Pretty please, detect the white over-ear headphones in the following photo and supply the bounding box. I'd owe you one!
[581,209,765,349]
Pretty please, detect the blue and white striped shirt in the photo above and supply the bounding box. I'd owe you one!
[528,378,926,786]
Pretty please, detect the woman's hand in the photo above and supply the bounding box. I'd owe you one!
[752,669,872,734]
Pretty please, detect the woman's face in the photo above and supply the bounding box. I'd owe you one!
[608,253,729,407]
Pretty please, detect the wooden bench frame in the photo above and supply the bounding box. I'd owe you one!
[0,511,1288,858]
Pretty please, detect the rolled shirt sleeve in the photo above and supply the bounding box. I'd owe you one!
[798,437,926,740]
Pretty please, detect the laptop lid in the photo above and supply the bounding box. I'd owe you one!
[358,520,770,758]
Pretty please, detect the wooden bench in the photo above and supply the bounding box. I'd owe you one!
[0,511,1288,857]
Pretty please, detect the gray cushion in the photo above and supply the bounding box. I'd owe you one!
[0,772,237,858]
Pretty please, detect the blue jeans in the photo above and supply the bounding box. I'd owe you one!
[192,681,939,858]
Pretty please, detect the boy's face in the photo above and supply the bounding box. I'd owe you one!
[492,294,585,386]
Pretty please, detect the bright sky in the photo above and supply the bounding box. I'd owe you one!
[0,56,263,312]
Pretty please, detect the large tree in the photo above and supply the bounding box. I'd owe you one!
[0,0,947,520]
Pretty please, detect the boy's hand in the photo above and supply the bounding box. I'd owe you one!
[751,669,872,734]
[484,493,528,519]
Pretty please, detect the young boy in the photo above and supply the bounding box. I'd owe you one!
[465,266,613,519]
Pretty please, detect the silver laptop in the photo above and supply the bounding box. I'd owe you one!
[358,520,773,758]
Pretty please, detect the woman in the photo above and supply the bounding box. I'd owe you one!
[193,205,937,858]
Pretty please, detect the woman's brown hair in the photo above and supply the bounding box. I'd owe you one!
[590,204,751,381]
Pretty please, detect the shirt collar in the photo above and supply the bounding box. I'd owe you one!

══════════════════════════════

What this task involves
Starting at the first of the rows and ending at the row that contains "[0,511,1288,858]", write those rows out again with "detect" swapped for "locate" and everything else left as it is.

Task result
Pretty please, locate the white over-ear headphones in the following photo and supply the bounding box. I'd owe you one!
[581,209,765,349]
Pretty please, locate the blue and white striped shirt in the photo above and supply the bounding box. I'd owe you one!
[528,378,926,786]
Pretty please, locate the woman's hand in the photo above and supply the bounding box. I'd owe you one!
[752,669,872,734]
Pretty please, locate the woman's face in the photo above and supply the bounding box. I'd owe you one!
[608,253,729,407]
Pretty please, locate the wooden bench frame in the photo above and supply the bounding box. I'd owe you one!
[0,511,1288,858]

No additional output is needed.